** YOUR TASK **
If a line of the data below contains the string "bare", copy it into your answer.

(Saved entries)
§ §

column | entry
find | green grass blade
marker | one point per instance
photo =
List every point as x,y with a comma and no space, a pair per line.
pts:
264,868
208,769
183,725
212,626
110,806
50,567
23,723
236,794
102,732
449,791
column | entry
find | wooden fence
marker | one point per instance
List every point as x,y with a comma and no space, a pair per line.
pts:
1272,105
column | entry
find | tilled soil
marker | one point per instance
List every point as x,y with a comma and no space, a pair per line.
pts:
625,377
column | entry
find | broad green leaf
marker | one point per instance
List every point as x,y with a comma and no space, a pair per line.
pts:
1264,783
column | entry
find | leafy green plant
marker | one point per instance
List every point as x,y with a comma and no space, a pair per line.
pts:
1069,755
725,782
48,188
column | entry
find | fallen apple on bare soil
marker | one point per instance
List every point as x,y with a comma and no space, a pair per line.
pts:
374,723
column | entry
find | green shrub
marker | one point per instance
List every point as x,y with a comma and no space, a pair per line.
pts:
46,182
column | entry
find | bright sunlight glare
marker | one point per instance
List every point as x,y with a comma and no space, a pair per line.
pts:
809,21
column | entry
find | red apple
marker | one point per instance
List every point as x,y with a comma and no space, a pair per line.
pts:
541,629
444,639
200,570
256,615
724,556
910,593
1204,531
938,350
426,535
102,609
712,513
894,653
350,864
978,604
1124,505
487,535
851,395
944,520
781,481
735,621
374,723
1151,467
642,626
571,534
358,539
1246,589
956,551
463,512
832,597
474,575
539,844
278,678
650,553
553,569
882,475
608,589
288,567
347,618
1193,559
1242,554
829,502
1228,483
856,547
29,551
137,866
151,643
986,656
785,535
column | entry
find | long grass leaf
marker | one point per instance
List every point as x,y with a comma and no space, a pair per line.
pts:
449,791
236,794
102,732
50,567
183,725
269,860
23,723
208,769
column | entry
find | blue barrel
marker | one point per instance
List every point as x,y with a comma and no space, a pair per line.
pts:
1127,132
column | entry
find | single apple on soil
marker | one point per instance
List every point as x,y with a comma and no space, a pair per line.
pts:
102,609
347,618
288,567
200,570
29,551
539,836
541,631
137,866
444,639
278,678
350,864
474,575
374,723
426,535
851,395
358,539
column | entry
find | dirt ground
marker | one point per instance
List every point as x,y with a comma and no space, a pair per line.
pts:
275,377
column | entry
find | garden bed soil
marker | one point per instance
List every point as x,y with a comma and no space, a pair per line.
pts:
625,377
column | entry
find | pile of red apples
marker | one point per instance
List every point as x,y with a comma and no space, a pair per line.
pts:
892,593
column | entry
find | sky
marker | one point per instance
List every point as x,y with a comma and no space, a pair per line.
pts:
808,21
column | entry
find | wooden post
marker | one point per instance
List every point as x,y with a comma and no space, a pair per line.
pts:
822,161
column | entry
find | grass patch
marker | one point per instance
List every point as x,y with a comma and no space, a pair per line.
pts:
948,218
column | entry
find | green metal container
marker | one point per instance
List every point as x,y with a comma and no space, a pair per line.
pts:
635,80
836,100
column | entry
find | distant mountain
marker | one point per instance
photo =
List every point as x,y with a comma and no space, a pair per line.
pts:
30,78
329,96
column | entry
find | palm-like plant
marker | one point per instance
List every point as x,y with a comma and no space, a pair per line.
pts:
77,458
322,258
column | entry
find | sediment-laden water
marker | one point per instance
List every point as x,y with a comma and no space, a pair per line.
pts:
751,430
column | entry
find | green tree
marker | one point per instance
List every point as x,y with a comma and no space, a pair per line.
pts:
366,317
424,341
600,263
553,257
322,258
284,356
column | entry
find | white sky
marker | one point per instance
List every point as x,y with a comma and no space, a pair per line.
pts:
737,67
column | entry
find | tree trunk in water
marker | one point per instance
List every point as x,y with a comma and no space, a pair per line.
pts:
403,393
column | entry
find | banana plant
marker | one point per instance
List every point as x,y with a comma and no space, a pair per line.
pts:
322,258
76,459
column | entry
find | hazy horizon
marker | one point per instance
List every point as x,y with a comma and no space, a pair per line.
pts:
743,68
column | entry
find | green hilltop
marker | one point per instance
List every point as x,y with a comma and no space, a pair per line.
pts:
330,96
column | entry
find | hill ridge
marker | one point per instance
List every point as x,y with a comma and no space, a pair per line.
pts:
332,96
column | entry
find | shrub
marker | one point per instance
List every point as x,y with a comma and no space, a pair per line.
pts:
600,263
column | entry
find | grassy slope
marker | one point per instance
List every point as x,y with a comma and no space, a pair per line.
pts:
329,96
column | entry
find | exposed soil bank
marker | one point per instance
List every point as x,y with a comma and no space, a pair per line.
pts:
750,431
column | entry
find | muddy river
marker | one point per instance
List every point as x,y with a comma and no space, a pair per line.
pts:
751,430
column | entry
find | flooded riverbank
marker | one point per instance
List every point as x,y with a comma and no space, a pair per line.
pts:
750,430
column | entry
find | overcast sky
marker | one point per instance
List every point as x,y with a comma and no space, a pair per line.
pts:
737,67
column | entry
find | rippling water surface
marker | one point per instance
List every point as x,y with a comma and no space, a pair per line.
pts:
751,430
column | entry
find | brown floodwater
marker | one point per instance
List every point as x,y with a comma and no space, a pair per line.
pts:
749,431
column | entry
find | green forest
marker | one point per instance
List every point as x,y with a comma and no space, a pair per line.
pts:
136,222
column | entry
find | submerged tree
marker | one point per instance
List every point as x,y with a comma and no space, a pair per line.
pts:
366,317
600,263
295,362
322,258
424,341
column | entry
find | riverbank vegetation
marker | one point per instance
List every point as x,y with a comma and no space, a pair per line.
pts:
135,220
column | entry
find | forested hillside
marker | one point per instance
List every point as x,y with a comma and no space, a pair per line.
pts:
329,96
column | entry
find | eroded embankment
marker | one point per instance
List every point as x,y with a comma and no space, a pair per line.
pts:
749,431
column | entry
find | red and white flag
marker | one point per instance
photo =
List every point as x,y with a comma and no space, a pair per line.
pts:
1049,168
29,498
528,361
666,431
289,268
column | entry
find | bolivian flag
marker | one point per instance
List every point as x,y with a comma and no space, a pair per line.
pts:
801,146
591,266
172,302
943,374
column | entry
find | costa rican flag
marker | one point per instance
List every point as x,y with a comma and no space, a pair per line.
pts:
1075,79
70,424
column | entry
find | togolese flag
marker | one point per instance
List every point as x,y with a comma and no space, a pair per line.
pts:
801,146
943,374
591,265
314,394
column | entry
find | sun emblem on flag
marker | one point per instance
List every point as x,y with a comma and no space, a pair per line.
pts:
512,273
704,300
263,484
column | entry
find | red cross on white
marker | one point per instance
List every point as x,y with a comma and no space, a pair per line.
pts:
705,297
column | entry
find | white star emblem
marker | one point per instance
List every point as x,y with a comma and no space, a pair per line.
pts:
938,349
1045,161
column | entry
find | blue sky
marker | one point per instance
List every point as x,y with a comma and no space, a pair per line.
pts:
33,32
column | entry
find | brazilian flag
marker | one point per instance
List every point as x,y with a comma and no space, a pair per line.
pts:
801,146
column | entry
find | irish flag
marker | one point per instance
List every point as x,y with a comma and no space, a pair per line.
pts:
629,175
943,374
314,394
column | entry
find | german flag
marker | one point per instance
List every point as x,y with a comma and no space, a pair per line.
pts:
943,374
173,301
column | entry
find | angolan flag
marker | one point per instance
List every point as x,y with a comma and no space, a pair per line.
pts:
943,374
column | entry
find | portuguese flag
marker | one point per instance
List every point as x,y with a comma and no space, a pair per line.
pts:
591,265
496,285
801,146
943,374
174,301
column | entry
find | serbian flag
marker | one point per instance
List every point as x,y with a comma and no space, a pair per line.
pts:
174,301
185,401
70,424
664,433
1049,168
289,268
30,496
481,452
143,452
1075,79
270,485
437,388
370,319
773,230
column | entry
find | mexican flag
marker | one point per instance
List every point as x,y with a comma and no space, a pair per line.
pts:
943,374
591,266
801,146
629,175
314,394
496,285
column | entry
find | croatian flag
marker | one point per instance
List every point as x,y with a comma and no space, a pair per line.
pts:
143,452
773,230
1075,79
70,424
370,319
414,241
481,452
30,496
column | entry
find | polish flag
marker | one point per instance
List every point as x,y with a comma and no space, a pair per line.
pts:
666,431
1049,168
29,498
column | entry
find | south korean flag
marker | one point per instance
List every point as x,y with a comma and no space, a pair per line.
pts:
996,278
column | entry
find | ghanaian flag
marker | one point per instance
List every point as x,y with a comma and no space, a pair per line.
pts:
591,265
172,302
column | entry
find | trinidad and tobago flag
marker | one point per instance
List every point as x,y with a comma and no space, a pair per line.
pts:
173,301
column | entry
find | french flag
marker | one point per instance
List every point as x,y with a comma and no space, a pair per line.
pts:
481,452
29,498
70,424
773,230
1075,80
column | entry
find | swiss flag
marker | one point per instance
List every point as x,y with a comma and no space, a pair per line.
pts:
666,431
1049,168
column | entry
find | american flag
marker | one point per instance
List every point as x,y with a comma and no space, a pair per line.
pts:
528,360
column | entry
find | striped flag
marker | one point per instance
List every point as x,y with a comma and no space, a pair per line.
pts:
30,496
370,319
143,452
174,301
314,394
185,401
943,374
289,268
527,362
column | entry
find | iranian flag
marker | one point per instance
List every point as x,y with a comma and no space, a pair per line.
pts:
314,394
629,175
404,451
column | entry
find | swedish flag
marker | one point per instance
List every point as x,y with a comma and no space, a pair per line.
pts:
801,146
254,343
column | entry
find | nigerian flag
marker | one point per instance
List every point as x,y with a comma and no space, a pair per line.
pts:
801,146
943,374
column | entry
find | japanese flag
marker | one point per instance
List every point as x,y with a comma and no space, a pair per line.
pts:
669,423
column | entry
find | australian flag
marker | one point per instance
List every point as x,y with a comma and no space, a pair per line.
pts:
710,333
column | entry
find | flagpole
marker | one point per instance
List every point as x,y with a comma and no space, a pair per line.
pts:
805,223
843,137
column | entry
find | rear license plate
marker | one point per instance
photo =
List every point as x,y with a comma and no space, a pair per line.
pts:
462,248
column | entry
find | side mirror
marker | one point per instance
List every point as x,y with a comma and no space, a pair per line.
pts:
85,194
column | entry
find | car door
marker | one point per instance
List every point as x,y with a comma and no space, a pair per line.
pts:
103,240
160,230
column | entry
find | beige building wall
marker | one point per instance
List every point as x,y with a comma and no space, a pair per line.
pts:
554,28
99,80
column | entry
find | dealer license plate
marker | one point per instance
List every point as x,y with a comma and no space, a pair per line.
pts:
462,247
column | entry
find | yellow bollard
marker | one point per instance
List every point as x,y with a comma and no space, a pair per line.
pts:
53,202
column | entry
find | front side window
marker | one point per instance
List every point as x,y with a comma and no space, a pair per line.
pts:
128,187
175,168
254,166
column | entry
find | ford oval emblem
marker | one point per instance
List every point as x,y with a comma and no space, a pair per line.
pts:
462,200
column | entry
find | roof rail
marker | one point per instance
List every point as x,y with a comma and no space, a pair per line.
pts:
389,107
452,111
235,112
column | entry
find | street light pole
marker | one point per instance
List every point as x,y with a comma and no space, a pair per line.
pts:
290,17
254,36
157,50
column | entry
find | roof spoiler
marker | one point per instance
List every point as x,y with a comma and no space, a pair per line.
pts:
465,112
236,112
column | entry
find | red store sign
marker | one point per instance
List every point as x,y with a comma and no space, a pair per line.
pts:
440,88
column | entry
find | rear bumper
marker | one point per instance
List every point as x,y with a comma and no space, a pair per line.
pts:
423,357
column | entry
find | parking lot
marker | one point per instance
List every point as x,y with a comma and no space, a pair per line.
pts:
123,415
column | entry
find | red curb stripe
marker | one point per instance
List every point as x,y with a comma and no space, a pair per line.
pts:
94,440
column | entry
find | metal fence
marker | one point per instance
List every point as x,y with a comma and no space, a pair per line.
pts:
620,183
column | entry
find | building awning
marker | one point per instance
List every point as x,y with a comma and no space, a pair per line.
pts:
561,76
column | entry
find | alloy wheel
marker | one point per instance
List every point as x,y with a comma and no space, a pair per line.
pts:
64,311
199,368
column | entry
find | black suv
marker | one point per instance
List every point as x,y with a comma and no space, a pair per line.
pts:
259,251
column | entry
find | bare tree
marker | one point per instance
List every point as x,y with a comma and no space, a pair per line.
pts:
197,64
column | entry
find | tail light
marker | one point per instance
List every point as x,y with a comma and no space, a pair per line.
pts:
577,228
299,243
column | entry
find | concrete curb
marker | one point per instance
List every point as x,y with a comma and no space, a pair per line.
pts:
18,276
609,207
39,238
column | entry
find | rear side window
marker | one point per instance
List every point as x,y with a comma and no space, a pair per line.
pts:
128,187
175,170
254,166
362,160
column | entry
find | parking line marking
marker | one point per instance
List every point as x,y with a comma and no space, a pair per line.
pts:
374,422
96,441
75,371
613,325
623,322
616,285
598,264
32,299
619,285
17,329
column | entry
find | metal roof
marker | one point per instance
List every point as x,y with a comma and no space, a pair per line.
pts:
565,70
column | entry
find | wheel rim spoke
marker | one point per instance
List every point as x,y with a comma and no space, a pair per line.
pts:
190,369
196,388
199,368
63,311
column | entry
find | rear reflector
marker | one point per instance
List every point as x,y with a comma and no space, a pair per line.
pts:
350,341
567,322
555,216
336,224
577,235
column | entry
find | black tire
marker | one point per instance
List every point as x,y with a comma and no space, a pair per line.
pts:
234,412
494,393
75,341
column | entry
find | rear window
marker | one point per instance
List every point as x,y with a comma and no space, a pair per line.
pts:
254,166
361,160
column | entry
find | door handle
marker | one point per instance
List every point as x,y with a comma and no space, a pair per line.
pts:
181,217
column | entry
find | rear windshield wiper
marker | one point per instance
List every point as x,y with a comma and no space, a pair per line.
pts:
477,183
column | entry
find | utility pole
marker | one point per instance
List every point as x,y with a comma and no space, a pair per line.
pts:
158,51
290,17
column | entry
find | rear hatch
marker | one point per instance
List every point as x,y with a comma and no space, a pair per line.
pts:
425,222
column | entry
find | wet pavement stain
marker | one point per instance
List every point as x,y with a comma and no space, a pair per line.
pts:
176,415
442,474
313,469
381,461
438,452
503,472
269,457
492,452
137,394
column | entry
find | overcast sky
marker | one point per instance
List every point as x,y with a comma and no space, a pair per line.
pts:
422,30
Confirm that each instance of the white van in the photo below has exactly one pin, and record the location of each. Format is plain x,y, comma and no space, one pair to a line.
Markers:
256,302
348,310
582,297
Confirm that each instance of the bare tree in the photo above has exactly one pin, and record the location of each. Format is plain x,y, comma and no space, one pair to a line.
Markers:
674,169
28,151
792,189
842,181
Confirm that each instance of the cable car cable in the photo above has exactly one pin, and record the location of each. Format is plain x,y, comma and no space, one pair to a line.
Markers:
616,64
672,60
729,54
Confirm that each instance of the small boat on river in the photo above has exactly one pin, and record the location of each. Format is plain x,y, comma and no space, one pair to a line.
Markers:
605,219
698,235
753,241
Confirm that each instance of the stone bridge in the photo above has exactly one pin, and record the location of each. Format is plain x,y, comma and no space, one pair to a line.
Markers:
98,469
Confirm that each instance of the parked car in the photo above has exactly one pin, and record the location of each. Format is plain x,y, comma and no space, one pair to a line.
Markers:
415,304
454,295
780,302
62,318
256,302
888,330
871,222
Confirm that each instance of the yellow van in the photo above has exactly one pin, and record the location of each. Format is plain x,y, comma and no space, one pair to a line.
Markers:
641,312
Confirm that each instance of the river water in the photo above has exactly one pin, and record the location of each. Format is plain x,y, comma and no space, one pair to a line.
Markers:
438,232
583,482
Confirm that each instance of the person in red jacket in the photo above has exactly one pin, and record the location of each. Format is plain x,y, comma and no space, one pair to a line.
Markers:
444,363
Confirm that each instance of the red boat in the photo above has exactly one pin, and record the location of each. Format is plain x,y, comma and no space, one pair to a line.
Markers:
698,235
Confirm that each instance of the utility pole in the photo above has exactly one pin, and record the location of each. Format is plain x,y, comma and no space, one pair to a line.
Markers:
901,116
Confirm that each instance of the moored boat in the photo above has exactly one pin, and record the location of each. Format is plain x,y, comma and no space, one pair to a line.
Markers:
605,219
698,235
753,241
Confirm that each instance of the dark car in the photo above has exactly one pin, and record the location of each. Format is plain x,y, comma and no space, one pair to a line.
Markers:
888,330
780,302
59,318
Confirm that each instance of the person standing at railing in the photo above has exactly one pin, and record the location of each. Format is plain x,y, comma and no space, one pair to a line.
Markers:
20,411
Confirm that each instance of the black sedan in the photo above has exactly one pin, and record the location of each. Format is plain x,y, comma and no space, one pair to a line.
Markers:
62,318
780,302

§ §

** SOLVED EXERCISE **
find | fallen apple on bare soil
find | bare tree
Confirm that each instance of the bare tree in the photo above has exactly one pin, and record the location of each. Format is plain x,y, comma and no space, one pair to a line.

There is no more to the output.